La conclusione dei processi per i crimini di guerra potrebbe essere da questo punto di vista un buon inizio. E l’Unione europea potrebbe a questo punto essere di grande aiuto. Esercitando pressioni sulla Croazia prima della sua adesione, l’ha obbligata di fatto ad affrontare il suo passato e i suoi crimini di guerra. Per Vukovar il processo a Vojislav Šešelj è ancora più importante: è lui ad aver mandato le unità paramilitari che hanno distrutto la città e assassinato i suoi abitanti.

“Occorre dare inizio da entrambe le parti a un intenso lavoro di riflessione storica. Ciò che è accaduto davvero è come ricoperto da un velo leggendario” dice Filip Tesař, uno specialista ceco dei Balcani. Egli ritiene che chiudendo almeno simbolicamente un capitolo riguardante il passato, il processo potrebbe spalancare la porta a un dialogo indispensabile. Lo psicologo Charles David Tauber, la cui ricerca verte sui traumi imputabili alla guerra a Vukovar, è dello stesso parere. Secondo lui, gli abitanti tendono a raccontare a modo loro quello che è accaduto, a partire da quello a cui hanno assistito. “In seguito trasmettono i loro stessi traumi e la loro visione personale di quello che è accaduto ai loro familiari, alle loro comunità e alle generazioni successive”.

-*-

Consegna 1:
Rispondi alle seguenti domande sul brano su Vukovar.
(a) Chi ha mandato le unità paramilitari che hanno distrutto Vukovar?
(b) Come viene presentato Filip Tesař?
(c) Su che cosa verte la ricerca dello psicologo Charles David Tauber?
Consegna 2:
Porta avanti il brano su Vukovar, riprendendo subito dopo la sua ultima frase.
Le righe riportate più avanti sono materiale distinto dal brano su Vukovar.

Dati registrati:
-*-

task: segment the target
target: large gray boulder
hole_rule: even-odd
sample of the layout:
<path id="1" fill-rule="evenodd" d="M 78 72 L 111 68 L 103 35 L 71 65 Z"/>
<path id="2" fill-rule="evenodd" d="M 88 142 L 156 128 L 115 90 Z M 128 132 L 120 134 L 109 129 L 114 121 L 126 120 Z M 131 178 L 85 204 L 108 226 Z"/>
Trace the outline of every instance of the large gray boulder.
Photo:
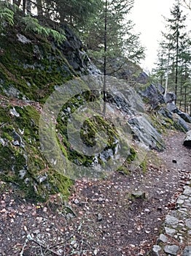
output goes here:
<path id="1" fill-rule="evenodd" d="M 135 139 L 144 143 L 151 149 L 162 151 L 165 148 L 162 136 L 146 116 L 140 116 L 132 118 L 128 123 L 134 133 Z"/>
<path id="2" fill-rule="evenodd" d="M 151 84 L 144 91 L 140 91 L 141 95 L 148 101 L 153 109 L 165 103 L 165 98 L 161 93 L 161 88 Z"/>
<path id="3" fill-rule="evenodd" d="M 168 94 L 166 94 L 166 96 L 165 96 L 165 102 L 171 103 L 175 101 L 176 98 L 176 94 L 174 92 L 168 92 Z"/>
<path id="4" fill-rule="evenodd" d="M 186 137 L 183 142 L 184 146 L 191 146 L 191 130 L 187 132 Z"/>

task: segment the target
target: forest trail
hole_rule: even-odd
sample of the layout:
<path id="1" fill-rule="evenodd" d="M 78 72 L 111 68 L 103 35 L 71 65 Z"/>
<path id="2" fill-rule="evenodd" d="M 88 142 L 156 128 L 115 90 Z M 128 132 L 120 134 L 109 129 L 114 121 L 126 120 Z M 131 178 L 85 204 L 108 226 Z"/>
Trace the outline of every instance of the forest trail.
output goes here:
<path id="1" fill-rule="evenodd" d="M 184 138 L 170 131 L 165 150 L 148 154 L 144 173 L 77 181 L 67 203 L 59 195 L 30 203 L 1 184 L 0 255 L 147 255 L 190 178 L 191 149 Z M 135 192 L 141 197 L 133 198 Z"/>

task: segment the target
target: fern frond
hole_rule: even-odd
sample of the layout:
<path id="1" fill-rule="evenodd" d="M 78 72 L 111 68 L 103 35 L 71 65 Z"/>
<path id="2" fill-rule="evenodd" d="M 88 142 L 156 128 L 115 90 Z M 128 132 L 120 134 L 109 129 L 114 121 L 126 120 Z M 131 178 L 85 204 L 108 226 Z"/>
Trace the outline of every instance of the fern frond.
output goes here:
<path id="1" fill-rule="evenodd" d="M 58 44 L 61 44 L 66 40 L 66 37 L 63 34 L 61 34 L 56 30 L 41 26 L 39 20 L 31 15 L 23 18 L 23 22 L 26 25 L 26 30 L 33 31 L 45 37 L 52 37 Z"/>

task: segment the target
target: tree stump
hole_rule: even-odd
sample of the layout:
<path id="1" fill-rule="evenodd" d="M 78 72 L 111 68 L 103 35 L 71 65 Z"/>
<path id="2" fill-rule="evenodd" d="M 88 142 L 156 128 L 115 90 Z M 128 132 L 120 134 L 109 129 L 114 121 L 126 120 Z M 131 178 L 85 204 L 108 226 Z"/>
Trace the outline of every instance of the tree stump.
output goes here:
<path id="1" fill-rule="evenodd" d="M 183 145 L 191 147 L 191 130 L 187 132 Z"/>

-*-

Soluzione 1:
(a) Vojislav Šešelj.
(b) Come uno specialista ceco dei Balcani.
(c) Sui traumi imputabili alla guerra a Vukovar.

Soluzione 2:
“L’Ue ha l’obbligo di confrontarsi con queste esperienze di guerra, a Vukovar come altrove, per tutti coloro che entrano oggi in Europa”, dice ancora Tauber. “Riconciliando Croazia e Serbia, il progetto di unificazione europea potrebbe costituire per i Balcani un successo di portata simbolica altrettanto importante di quello che ha rappresentato per l’Europa dell’ovest la riconciliazione di francesi e tedeschi”, conclude Tesař. “Se ci riuscisse, lancerebbe un segnale molto forte per gli altri paesi della regione”.